__Aim of the task__: Reproduce nothing but the closing run of lines: the line with "If you would be willing to tag the orange cloth" and each line that follows it to the end of the data.

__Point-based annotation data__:

☆ ☆ ☆ ☆ ☆ ☆ ☆

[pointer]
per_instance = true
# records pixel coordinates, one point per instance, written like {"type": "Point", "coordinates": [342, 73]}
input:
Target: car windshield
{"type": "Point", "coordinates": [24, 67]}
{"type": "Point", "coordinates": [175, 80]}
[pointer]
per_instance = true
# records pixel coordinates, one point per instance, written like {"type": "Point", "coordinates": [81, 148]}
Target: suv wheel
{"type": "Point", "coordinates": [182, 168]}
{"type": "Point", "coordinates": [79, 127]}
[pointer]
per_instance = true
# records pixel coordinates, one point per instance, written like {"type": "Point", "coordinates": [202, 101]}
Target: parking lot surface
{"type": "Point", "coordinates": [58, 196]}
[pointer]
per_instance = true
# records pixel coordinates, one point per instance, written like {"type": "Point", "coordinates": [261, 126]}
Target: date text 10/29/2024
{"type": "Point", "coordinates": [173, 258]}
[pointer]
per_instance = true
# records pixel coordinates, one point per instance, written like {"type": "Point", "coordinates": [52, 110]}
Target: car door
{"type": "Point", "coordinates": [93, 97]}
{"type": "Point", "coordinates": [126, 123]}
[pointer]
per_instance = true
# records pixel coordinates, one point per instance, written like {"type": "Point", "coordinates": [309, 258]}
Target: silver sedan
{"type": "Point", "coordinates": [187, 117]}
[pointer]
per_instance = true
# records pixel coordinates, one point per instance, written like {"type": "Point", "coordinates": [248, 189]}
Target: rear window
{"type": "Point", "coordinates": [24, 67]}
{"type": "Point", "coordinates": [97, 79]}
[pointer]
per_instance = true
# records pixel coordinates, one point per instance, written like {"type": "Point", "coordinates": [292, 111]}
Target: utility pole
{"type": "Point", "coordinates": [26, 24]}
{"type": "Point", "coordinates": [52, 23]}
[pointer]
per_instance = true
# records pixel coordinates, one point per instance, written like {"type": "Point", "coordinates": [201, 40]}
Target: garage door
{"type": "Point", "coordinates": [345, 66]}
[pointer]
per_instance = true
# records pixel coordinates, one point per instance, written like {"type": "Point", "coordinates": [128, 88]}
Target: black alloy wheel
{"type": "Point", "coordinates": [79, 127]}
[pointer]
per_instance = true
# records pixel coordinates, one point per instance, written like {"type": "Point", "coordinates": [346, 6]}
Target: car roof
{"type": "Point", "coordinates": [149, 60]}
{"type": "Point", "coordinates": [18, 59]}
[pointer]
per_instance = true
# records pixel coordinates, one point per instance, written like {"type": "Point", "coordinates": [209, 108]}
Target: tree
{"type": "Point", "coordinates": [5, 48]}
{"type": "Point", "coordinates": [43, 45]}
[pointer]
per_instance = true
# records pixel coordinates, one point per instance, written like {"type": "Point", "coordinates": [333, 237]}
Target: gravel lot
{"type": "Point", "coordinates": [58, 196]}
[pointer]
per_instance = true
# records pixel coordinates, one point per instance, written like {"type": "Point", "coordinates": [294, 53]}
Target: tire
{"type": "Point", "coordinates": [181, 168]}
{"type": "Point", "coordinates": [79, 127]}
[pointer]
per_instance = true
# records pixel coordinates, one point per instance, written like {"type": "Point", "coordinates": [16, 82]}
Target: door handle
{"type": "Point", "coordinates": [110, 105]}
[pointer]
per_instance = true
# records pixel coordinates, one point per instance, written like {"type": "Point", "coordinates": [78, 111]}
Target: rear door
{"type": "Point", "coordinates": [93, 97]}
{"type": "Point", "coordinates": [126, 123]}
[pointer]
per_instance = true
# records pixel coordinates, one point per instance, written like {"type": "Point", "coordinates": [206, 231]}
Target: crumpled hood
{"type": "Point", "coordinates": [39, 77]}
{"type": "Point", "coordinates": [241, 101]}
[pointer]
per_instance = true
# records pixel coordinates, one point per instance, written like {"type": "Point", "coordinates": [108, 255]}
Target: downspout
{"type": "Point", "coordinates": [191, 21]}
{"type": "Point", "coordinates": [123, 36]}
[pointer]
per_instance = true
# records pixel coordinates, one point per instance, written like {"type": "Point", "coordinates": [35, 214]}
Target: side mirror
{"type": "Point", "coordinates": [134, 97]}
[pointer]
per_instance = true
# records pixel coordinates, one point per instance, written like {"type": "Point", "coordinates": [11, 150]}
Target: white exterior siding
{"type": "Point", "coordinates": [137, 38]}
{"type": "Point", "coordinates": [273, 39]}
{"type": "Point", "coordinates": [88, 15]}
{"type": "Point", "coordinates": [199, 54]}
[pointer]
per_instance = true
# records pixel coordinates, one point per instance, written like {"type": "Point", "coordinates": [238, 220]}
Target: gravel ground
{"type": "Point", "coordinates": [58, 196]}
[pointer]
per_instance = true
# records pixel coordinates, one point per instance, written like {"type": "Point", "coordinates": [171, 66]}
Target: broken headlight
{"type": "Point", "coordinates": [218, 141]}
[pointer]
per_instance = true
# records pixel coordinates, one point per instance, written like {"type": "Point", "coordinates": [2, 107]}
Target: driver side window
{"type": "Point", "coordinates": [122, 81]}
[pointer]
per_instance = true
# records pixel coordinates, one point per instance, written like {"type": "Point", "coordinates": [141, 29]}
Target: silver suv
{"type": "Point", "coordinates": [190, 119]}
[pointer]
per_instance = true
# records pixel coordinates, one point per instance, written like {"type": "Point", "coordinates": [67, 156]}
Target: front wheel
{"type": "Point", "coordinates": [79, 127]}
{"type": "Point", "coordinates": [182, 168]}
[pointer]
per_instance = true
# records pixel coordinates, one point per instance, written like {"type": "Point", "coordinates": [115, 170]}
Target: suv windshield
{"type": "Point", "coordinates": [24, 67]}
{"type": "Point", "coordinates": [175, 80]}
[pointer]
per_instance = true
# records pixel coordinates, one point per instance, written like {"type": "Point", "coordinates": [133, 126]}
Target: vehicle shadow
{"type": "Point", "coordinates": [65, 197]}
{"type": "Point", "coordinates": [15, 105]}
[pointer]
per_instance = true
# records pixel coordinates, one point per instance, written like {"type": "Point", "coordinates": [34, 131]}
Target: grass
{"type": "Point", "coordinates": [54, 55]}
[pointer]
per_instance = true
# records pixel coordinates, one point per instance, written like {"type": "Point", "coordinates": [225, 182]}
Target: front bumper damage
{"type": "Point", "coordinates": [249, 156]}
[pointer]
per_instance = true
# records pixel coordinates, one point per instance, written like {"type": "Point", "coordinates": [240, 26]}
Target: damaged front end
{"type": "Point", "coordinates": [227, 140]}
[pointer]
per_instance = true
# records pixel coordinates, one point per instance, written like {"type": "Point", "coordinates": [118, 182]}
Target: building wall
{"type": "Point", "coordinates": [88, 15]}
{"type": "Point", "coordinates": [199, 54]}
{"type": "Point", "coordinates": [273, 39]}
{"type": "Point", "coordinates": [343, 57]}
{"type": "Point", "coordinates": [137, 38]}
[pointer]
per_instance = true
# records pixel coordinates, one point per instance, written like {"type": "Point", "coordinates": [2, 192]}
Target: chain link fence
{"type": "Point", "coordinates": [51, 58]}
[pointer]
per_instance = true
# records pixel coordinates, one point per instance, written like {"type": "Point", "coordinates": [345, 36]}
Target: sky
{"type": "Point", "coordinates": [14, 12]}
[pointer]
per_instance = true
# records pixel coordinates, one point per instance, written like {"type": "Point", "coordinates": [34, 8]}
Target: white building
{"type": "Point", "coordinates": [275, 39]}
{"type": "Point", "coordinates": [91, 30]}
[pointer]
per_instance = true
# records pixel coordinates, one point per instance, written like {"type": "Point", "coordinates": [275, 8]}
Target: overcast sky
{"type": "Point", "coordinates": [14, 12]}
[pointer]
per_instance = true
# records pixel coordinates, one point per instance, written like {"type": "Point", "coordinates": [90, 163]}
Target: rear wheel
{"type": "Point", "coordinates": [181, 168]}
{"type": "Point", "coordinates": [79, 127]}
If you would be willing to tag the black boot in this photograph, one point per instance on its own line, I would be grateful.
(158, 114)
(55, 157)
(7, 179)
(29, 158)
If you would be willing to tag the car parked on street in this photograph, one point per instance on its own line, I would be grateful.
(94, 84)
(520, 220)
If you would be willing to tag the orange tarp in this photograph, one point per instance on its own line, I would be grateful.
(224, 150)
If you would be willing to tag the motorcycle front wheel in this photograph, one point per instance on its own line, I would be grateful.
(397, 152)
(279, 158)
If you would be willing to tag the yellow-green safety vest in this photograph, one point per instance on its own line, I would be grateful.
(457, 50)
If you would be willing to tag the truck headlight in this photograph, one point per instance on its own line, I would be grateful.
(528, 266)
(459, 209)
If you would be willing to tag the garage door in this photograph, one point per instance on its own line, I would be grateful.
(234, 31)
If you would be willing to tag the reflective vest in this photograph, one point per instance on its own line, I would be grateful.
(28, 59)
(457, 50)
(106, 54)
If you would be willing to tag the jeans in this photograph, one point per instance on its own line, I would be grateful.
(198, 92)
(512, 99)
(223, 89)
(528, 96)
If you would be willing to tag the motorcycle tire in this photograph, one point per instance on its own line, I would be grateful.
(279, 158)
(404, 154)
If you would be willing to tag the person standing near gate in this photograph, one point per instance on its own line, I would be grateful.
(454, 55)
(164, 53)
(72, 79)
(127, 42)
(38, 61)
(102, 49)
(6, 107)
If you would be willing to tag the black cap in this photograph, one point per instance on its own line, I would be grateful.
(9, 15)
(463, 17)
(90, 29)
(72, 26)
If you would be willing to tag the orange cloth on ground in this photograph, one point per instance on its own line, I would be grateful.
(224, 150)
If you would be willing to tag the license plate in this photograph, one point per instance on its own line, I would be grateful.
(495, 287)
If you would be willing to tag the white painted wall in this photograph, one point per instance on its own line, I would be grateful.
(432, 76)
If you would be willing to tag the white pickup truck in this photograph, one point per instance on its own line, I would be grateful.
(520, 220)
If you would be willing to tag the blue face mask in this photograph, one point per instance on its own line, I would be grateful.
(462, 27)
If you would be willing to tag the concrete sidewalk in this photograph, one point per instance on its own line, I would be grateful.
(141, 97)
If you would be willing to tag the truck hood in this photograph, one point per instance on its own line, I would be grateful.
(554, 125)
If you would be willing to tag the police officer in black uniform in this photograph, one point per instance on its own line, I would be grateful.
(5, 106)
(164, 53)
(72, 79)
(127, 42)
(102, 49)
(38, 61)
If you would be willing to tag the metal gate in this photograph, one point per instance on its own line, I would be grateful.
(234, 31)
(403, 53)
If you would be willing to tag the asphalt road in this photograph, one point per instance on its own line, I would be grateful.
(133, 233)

☆ ☆ ☆ ☆ ☆ ☆ ☆

__Solution to this exercise__:
If you would be willing to tag the orange cloth on ground in this photograph, one point per instance on its own line, I would be grateful.
(224, 150)
If you would be willing to tag the license plate in this photograph, one point per instance on its own line, I would be grateful.
(495, 287)
If you would be willing to tag the white painted wall in this photograph, one point per instance on its own line, I would be grateful.
(432, 76)
If you would be willing to tag the white pickup truck in this photograph, one point per instance on its own line, I would be grateful.
(520, 220)
If you would be willing to tag the blue face mask in this photograph, one point per instance on its own line, I would be grateful.
(462, 27)
If you would be willing to tag the concrete sidewalk in this photograph, one point per instance on its own line, I would be grateful.
(141, 97)
If you would be willing to tag the truck hood in this photograph, one point per instance on its own line, I would be grateful.
(554, 125)
If you would be willing to tag the police officer in black uniform in this photograph, one point per instance on its own line, I would be grateful.
(5, 106)
(164, 53)
(72, 79)
(127, 42)
(102, 49)
(38, 61)
If you would be willing to tag the metal gate in this photograph, one point per instance on its own line, I would be grateful.
(234, 31)
(403, 53)
If you would be willing to tag the asphalt road in this photograph, one point per instance on its own line, I would be grateful.
(133, 233)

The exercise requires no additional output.